Every now and then I hear some ridiculous things about the equals symbol. Some large subset of programmers—perhaps related to functional programmers, perhaps not—seem to think that = should only and ever mean “equality in the mathematical sense.” The argument usually goes,

*Functional programming gives us back that inalienable right to analyze things by using mathematics. Never again need we bear the burden of that foul mutant x = x+1! No novice programmer—nay, not even a mathematician!—could comprehend such flabbergastery. Tis a pinnacle of confusion!*

It’s ironic that so much of the merits or detriment of the use of = is based on a veiled appeal to the purity of mathematics. Just as often software engineers turn the tables, and any similarity to mathematics is decried as elitist jibber jabber (*Such an archaic and abstruse use of symbols! Oh no, big-O!*).

In fact, equality is more rigorously defined in a programming language than it will ever be in mathematics. Even in the hottest pits of software hell, where there’s = and == and ===, throwing in ==== just to rub salt in the wound, each operator gets its own coherent definition and documentation. Learn it once and you’ll never go astray.

Not so in mathematics—oh yes, hide your children from the terrors that lurk. In mathematics equality is little more than a stand-in for the word “is,” oftentimes entirely dependent on context. Now gather round and listen to the tale of the true identities of the masquerader known as =.

Let’s start with some low-hanging fruit, the superficial concerns.
══════
## Problems to work on
[a] Quote the post on the equals sign word for word, everything from "Not so in mathematics—oh" down to "the superficial concerns.".
[b] Extend the post on the equals sign, picking up right after its final sentence.
Nothing in the material that follows is needed here.

## Dataset extract
══════
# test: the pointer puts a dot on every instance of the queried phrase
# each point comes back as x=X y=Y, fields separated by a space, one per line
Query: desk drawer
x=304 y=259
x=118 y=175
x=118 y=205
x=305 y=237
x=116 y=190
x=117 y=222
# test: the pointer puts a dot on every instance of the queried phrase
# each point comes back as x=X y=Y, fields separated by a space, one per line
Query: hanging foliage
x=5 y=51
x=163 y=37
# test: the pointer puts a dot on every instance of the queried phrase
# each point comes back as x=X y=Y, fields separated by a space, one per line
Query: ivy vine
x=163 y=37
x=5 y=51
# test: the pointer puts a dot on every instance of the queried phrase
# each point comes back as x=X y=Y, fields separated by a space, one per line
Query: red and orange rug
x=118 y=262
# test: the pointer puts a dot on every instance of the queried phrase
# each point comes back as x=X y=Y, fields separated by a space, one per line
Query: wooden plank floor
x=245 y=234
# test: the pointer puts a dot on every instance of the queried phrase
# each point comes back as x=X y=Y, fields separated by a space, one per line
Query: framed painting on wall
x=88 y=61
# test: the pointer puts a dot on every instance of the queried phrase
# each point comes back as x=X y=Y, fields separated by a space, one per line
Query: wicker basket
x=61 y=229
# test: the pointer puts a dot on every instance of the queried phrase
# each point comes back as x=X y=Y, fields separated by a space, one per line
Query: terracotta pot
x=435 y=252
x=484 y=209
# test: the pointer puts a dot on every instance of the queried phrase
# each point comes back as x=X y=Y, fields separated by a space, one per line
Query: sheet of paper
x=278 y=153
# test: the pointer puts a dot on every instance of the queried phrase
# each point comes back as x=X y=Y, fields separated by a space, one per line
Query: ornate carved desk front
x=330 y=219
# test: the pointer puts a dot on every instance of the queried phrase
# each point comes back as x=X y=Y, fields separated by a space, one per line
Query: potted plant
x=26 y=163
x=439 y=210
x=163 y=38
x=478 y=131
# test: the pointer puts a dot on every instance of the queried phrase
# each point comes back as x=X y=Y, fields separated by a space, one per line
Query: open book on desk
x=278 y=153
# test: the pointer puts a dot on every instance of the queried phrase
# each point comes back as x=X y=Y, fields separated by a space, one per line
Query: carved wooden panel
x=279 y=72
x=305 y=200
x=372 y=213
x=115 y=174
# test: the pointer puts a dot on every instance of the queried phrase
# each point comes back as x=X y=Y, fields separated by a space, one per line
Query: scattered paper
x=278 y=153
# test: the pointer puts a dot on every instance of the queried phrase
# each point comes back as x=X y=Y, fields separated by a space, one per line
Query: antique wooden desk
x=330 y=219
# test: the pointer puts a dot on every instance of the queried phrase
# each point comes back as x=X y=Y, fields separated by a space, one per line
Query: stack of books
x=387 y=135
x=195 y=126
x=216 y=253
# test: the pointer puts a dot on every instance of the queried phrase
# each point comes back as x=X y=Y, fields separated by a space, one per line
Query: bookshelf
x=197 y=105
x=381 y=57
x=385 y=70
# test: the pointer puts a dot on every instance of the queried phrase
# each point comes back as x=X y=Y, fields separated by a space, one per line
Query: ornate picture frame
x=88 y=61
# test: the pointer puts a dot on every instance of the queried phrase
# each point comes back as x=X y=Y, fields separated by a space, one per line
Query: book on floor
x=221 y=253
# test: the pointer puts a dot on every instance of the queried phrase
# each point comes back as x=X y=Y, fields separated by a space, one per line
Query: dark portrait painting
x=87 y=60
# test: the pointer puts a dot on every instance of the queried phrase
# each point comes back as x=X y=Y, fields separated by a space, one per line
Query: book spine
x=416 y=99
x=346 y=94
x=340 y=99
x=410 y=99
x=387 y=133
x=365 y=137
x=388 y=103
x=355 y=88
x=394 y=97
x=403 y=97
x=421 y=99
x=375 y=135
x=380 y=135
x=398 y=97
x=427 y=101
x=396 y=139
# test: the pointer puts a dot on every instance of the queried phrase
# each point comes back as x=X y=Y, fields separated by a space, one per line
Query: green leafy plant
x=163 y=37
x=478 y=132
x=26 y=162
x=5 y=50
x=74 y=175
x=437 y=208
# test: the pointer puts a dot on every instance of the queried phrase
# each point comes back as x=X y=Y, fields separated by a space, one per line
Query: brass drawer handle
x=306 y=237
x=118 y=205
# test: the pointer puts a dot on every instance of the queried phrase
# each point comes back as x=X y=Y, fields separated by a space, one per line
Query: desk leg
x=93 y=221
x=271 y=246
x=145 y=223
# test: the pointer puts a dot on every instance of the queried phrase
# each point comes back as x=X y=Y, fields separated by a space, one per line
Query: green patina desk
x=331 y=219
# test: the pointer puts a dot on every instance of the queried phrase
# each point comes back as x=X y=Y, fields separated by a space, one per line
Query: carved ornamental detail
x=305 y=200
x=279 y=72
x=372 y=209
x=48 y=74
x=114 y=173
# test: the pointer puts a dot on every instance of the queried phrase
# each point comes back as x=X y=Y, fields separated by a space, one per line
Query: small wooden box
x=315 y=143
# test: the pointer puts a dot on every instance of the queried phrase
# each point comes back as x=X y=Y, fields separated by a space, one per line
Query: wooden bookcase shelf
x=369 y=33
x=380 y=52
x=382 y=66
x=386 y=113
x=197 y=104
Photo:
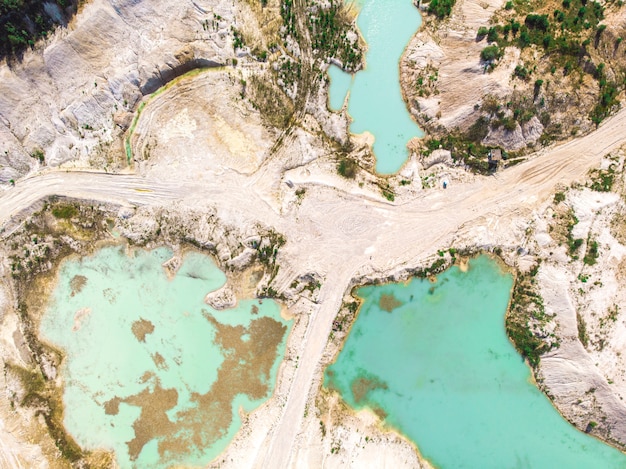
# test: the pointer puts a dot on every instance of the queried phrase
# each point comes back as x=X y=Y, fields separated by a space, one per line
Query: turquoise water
x=442 y=369
x=375 y=102
x=151 y=372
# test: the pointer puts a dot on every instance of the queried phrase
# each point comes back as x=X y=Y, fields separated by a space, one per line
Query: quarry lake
x=434 y=362
x=375 y=104
x=150 y=371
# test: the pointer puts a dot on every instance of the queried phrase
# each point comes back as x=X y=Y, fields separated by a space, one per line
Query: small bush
x=347 y=168
x=64 y=211
x=490 y=53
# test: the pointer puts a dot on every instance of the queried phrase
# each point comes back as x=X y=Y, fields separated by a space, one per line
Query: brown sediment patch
x=142 y=328
x=80 y=315
x=159 y=361
x=362 y=385
x=245 y=370
x=112 y=406
x=109 y=295
x=380 y=412
x=388 y=302
x=153 y=420
x=147 y=376
x=77 y=284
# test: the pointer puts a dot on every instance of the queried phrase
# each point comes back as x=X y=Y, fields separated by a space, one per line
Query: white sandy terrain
x=337 y=230
x=338 y=235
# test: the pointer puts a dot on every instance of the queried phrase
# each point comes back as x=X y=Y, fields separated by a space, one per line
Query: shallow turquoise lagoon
x=375 y=102
x=441 y=368
x=151 y=372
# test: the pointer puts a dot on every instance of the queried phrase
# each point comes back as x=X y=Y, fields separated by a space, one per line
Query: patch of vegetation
x=329 y=24
x=592 y=253
x=526 y=318
x=465 y=147
x=347 y=167
x=559 y=197
x=64 y=211
x=275 y=107
x=565 y=35
x=23 y=22
x=602 y=180
x=491 y=53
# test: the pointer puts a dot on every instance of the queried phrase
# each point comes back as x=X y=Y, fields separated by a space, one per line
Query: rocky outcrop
x=511 y=140
x=68 y=100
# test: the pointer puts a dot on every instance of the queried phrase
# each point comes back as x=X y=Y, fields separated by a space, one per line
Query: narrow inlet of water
x=375 y=104
x=434 y=361
x=150 y=371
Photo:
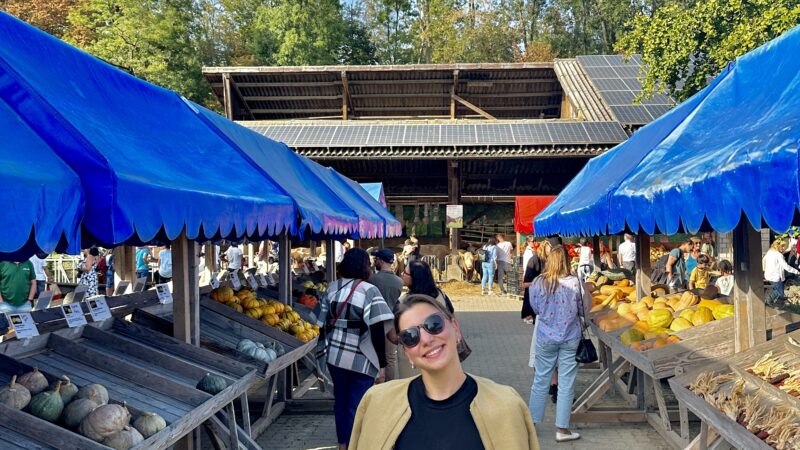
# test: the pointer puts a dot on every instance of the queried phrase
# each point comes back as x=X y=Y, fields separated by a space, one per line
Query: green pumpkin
x=15 y=395
x=68 y=390
x=48 y=405
x=213 y=384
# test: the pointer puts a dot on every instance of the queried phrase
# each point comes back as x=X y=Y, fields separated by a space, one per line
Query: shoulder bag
x=586 y=352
══════
## Final answers
[a]
Not so in mathematics—oh yes, hide your children from the terrors that lurk. In mathematics equality is little more than a stand-in for the word “is,” oftentimes entirely dependent on context. Now gather round and listen to the tale of the true identities of the masquerader known as =.

Let’s start with some low-hanging fruit, the superficial concerns.

[b]
$$\displaystyle \sum_{i=1}^n i^2 + 3$$If = were interpreted literally, $ i$ would be “equal” to 1, and “equal” to 2, and I’d facetiously demand $ 1 = 2$. Aha! Where is your Gauss now?! But seriously, this bit of notation shows that mathematics has both expressions with scope and variables that change their value over time. And the $ \sum$ use for notation was established by *Euler*, long before algorithms jumped from logic to computers to billionaire Senate testimonies.

Likewise, set-builder notation often uses the same kind of equals-as-iterate.

$$\displaystyle A = \{ n^2 : n = 1, 2, \dots, 100 \}$$In Python, or interpreting the expression literally, the value of $ n$ would be a tuple, producing a type error. (In Javascript, it produces 2. How could it be Javascript if it didn’t?)

Next up we have the sloppiness of functions. Let $ f(x) = 2x + 3$. This is a function, and $ x$ is a variable. Rather than precisely say, $ f(2) = 7$, we say that for $ x=2, f(x) = 7$. So $ x$ is simultaneously an indeterminate input and a concrete value. The same scoping for programming functions bypass the naive expectation that equality means “now and forever.” Couple that with the question-as-equation $ f(x) = 7$, in which one asks what values of $ x$ produce this result, if any, and you begin to see how deep the rabbit hole goes. To understand what someone means when they say $ f(x) = 7$, you need to know the context.

But this is just the tip of the iceberg, and we’re drilling deep. The point is that = carries with it all *kinds* of baggage, not just the scope of a particular binding of a variable.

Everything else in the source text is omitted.